▶ WHAT THIS EXERCISE ASKS
a - In the sunshine-hours forum thread, what does the VP ISS/console log instead of sunshine hours?
b - Carry on the sunshine-hours forum thread from its final sentence, writing a few more sentences in the same voice.

Hi
I like the many features that come with the Davis Vantage pro. Does anyone have the full kit? I am particularly interested in the extra temp and humidity sensors and the sunshine. I see weather display has the facility to record hours of sunshine. Would be good if this was illustrated graphically and in tenths of an hour. I would be interested to see any links to sites that are monitoring several temperature sensors and sunshine values graphically. 8)
I’ve had the 6161 “full kit” with solar, UV, and FARS for about 2 1/2 years now.
there is the sunshine hours screen, which has a column graph of the sunshine hours each day (and it shows the sunshine hours to deimal place)
Thank you
Could you please let me know whether the vantage pro logs sunshine amounts in hours in table form.
I can see that it logs hours and tenths on the home page :roll:
Regards
Rob
there is hours for each day under view, averages/extreme in WD, and on the web page averages/extreme
is that what you mean?
At Rob’s request…
The VP ISS/console logs only global solar irradiance, not sunshine hours. It’s what a software program can do with that solar intensity data that defines whether it’s capable of generating a value for bright sunshine hours (BSH). One problem of course is that by BSH meteorologists generally mean the value that would be recorded by a traditional Campbell-Stokes instrument. The reality is that C-S BSH is a rather arbitrary measure revolving around whether the sun is strong enough to burn a track in some standardised photographic emulsion, but AFAIK there’s no strict scientific definition of what constitutes ‘bright sunshine’, which creates a problem for the software writer. (It’s true that the WMO have suggested a figure of 120W/sqm as the threshold for BS but this actually relates to direct but than global irradiance - an important distinction - and is also rather arbitrary in that eg the threshold would be exceeded on some ‘cloudy bright’ summer days that wouldn’t register on C-S.)

▶ STORED DATA
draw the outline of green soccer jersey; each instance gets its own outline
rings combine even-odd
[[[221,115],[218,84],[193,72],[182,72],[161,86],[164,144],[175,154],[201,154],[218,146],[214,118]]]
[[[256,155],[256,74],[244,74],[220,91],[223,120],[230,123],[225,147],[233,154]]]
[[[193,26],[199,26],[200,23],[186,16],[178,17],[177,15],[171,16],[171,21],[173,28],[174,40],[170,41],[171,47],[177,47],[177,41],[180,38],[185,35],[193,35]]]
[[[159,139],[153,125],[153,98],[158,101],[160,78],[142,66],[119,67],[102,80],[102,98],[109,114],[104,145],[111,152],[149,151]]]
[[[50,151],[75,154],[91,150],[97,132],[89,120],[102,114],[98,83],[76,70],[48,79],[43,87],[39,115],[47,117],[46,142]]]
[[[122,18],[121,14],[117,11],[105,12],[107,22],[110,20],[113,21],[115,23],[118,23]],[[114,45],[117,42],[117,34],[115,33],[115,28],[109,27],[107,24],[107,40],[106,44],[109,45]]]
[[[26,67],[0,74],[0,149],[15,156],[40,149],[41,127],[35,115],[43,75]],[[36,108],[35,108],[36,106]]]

▶ EXPECTED RESULTS
a - Only global solar irradiance.

b -
So what people seem to want for serious use is a measure that provides continuity with historic records of BSH, ie as measured by C-S instruments. And arguably the only way for a software package to produce a credible figure for BSH is if the algorithm used has been validated against C-S data over the course of a year (ie under both winter and summer sun conditions). It would be interesting to know the method used in the WD calculation and whether the CS validation has been published. Certainly the Weatherlink algorithm which was available in v5.4 but taken out in v5.5 (but likely to be back in v5.6 or whatever) has (hitherto at least) relied on just on a threshold and so isn’t much good for serious use. Yes it produces a number but it’s only a rough estimate of true CS BSH and unlikely to be much good for detailed comparison with past data.
Of course once you start accumulating extended BSH data over several years with any constant AWS/software system at the same site & exposure you can get comparability with previous years to detect trends and so on. So whatever system you use has some value, but not really for direct comparison with historic data.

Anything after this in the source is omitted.